◆ **Instructions for the task**: Gather every line from the entries below that contains the word "handle", and copy each one out.
▬▬▬
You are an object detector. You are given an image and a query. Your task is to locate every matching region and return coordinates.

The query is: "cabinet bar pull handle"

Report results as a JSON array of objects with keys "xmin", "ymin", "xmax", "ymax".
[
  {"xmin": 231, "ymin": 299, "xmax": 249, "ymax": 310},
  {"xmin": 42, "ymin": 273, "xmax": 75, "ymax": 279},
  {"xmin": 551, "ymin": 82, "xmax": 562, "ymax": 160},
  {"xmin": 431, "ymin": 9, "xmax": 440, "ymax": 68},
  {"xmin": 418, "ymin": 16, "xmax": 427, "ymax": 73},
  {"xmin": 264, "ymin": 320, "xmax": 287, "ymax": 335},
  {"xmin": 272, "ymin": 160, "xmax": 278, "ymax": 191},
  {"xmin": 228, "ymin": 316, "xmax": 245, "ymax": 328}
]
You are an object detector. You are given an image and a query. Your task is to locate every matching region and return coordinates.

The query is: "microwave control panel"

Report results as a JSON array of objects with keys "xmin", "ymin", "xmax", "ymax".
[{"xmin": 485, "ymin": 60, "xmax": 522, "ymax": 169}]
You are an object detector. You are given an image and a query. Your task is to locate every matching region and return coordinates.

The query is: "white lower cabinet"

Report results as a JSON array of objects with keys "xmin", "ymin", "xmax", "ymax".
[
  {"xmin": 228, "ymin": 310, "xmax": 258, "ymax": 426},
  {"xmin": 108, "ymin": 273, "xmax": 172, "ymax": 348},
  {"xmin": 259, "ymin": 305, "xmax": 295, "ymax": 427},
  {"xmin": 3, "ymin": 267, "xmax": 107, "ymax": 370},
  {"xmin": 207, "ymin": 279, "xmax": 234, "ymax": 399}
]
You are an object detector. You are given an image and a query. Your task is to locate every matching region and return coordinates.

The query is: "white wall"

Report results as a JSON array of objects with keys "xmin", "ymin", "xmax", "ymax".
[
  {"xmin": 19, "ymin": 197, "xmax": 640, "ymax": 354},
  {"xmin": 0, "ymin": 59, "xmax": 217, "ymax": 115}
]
▬▬▬
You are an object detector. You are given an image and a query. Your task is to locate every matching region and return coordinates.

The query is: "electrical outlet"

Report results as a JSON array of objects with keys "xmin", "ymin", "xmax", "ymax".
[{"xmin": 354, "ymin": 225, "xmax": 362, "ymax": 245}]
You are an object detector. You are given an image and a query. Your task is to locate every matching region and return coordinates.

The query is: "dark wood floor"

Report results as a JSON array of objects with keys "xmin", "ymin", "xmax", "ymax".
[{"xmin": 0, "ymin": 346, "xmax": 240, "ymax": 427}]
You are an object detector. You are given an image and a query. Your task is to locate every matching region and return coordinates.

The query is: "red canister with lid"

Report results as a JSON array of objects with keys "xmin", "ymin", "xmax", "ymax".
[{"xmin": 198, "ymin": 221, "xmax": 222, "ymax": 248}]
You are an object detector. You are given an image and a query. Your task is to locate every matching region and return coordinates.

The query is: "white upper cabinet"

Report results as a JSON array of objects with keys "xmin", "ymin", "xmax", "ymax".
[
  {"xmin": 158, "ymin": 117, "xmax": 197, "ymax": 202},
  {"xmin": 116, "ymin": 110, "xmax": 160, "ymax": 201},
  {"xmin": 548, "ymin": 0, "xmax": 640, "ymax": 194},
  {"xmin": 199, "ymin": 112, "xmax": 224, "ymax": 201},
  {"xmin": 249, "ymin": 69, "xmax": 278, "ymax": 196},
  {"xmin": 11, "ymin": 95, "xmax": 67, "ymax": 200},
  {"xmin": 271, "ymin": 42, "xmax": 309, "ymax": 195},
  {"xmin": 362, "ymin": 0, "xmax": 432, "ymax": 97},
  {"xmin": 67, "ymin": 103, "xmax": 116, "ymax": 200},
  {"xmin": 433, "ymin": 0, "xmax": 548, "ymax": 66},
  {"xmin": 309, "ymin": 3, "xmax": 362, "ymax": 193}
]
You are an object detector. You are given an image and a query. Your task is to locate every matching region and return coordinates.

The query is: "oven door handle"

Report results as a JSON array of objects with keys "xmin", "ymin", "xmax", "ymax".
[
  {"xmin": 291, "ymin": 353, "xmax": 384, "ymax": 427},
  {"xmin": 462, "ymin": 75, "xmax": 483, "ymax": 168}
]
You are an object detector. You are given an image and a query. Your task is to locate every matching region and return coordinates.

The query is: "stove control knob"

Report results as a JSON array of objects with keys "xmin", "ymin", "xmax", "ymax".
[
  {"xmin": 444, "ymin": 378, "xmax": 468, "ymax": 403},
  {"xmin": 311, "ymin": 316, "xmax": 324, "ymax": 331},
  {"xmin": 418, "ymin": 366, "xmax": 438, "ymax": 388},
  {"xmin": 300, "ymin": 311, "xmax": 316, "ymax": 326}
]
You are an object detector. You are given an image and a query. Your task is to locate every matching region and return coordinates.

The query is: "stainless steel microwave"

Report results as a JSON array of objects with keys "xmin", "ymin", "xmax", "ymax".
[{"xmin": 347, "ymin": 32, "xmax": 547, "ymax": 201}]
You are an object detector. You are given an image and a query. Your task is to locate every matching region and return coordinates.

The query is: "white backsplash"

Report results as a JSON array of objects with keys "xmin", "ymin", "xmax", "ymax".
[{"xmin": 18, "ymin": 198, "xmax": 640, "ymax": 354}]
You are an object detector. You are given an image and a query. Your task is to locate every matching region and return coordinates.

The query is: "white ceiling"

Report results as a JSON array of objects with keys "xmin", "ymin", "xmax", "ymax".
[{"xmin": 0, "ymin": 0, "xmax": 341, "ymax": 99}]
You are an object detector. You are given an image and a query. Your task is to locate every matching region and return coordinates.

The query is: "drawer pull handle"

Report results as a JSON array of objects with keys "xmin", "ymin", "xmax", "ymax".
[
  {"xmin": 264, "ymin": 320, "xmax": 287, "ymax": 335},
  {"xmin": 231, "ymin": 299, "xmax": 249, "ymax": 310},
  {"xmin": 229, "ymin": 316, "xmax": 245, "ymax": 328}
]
▬▬▬
◆ **Task answer**:
The query is: "cabinet bar pull handle"
The query is: "oven door handle"
The query is: "drawer pull handle"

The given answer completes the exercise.